Goal of the exercise → Rescale the records from the line containing "Where can the hazy" down to the line containing "point(31, 169)", both ends included, and write out only those lines. Multiply each coordinate in the answer points by 0.45 and round to whole numbers, halves up, leaving every other line and number, including the sample notation points, unchanged.

— begin Working data —

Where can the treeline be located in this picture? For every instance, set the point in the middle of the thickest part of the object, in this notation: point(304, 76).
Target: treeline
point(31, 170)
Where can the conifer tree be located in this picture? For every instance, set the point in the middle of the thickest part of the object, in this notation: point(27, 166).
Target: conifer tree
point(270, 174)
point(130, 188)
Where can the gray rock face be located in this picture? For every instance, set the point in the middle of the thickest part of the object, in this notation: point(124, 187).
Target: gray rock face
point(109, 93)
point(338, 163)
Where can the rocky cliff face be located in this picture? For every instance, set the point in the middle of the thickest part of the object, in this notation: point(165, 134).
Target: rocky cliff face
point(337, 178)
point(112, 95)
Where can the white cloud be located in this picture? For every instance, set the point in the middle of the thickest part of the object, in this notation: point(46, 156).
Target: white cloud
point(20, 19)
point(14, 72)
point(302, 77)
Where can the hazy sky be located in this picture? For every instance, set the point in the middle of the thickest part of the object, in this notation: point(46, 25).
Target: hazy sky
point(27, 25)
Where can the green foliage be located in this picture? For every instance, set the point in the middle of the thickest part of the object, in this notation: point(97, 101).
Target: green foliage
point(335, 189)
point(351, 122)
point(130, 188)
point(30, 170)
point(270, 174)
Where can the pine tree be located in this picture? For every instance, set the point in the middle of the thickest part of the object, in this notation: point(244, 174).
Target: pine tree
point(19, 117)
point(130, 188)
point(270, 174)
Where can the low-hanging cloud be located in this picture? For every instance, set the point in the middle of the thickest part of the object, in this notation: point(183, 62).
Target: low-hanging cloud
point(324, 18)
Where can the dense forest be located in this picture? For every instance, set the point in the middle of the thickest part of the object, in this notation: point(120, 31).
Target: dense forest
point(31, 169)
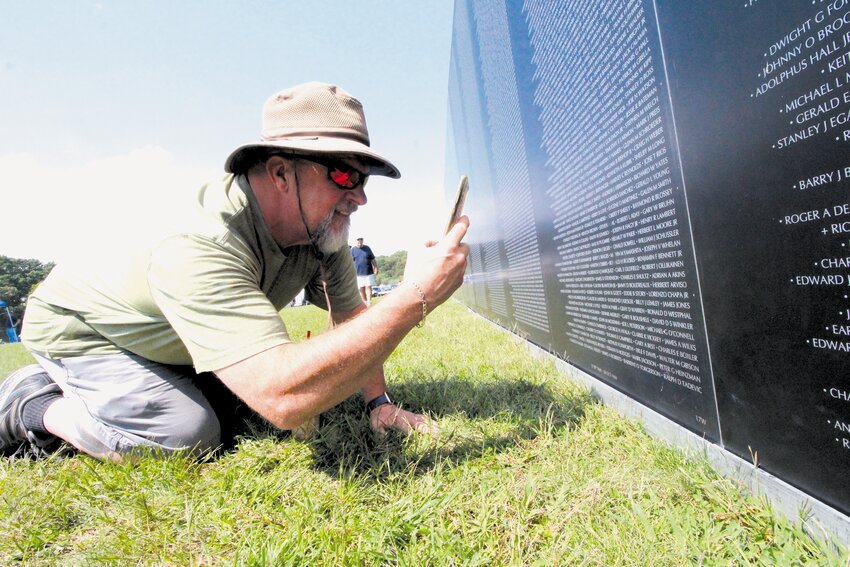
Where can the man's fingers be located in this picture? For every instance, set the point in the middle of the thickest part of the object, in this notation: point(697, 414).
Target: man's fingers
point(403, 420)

— end Working data —
— begin Working data —

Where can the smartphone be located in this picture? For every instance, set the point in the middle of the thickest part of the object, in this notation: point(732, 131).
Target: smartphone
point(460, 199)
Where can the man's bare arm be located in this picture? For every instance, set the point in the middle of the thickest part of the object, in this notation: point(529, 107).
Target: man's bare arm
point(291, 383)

— end Working data —

Exercise output →
Where can the hazy sky be located in this picture? For every instance, set the point in the middle of the thickest part of the object, in this notation: point(46, 25).
Target: hazy sky
point(12, 11)
Where can the green foliage be located in this picture? For every instance, set the point in the middle of the thickest part of the object, in this notation: point(97, 101).
Target: green foliage
point(151, 85)
point(158, 55)
point(59, 85)
point(14, 77)
point(122, 78)
Where can the pine tree be located in this picture? For every instance, set the point in the middle of the thickest part of the object, in this notation: point(244, 174).
Target: pine tree
point(9, 53)
point(59, 85)
point(122, 78)
Where can the low-hanging cloud be located in this picture? For every instance, set the point in the middle of the thickest part of the object, in this notation: point(183, 62).
Target: low-hanging cloud
point(146, 8)
Where can the dense forest be located in this picture? For every instance, set the point in the middle of the thickest part of the object, in this notation: point(120, 31).
Target: dense forest
point(14, 76)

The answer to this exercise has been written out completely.